# My Summer This Far..



## ember (Jan 17, 2008)

This is the ONLY road to get on or off our little island!! I've posted 14 videos on you tube so far, and the water is expected to rise another 2-4 inches, we are already at an all time high!! and have been for almost a week!! 
A week ago I had never seen a sandbag in real life, I have now installed nearly 2000!! We have the plow on front of our 3/4Ton and plow the water and debris out or our way and Frank (DS) comes behind with the dumptruck load of sand!


----------



## duggy (Mar 17, 2010)

It looks like you might need to install pontoons under the Outback!








While it doesn't look very appealing right now, I'm sure it's beautiful in the summer. I was actually near your area back in February, on my way to Smugglers Notch Ski Resort. 
Stay dry!


----------



## mountainlady56 (Feb 13, 2006)

WOW, EMBER!! That looks scary, to say the least!! May need to think of trying to get the OB inland, so if water gets up too high, you can "boat" over to the mainland, but still have a place to stay!
Will keep you in my thoughts and prayers!!
God bless and hugs!
Darlene


----------



## Lmbevard (Mar 18, 2006)

mountainlady56 said:


> WOW, EMBER!! That looks scary, to say the least!! May need to think of trying to get the OB inland, so if water gets up too high, you can "boat" over to the mainland, but still have a place to stay!
> Will keep you in my thoughts and prayers!!
> God bless and hugs!
> Darlene


X2

I had lived through the 1993 flood of mid-america. The flooding started in March and except for a short period had the road flooded going into my work till Sept. Got sick and tired of seeing water. Flood of 2008 was only a foot lower but we now have a flood wall and only lasted about a month. Hope for the best with the water.


----------



## Nathan (Jan 2, 2007)

========================

What you will do
• 1. Translate this sentence from the island flooding thread into Spanish: "While it doesn't look very appealing right now, I'm sure it's beautiful in the summer."
• 2. Continue the forum thread about the island flooding from its final heading, writing the post that follows the Nathan (Jan 2, 2007) line.

Stored listing:
========================

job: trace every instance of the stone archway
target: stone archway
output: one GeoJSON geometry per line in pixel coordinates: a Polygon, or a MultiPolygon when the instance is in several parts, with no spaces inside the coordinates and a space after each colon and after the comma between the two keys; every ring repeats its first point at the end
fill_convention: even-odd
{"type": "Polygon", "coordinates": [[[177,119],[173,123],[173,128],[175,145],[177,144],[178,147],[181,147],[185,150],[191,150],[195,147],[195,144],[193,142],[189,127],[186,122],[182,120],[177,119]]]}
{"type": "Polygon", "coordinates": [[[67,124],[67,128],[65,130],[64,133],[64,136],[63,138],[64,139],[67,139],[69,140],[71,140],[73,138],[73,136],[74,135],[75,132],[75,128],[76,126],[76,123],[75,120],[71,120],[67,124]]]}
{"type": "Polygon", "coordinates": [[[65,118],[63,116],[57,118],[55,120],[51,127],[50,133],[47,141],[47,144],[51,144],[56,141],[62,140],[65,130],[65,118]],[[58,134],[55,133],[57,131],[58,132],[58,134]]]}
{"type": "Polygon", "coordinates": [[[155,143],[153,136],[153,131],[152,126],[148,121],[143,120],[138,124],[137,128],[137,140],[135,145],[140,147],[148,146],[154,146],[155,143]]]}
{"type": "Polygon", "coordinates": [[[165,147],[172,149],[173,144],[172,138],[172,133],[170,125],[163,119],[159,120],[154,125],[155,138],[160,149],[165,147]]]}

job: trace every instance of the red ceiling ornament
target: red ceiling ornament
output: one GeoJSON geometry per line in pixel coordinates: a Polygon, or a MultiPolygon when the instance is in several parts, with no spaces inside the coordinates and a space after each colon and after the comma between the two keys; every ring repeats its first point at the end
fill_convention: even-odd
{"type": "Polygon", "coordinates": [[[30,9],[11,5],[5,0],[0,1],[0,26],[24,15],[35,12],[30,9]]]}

========================

Answers per task
• 1. Aunque ahora mismo no tiene muy buen aspecto, seguro que en verano es precioso.

• 2.
Of course flood walls and levy's only work as long as the Army Corps of Engineers hasn't been around recently....


----------



## Carey (Mar 6, 2012)

We had a whopper of a blizzard last fri night here. 70-80 mph winds. Thousands of telephone/electrical poles blown over. 1 foot of snow made 8 foot drifts. We had no power for 3 days. Been on and off all week. The water to our city was shut down and the sewer couldnt flow anymore because of failed pumps and generators. My company ended up pumping 150k gallons of sewage to save everyone from over flowing toilets. The Mayor actually begged us to save his city.

There was people standing in long lines with 5 gallon jugs at the only gas station in town that had a truck mounted fuel tank. If it wasnt for that mobile truck, we would have all been screwed. Closest gas was 110 miles for 2 out of the 3 days. It looked like a 3rd world country at the gas station te whole 3 days. Looked like a bunch of refugees in line for gas. Crazy!

So anyway, wild weather this year. It has all melted now, and it only added to our flooding conditions. The wind blew entire roofs off of some of the downtown bulidings and threw them on main street.

Been mayham all week here in tiny Crosby, ND.!

Good luck with your weather woes too Ember!

Carey


----------



## CamperAndy (Aug 26, 2004)

Carey - I will be up in that neck of no where next week. Working between Culbertson, Wolf Point and Ophiem MT. Hope the weather does not turn too bad while I am there!


----------



## Carey (Mar 6, 2012)

The snow was pretty much gone in three days. Its been running in the high 60's and low 70's since last weekend. Been having some afternoon showers. You should have a good trip.

Thats about 75 miles south of me.

Carey


----------



## Lmbevard (Mar 18, 2006)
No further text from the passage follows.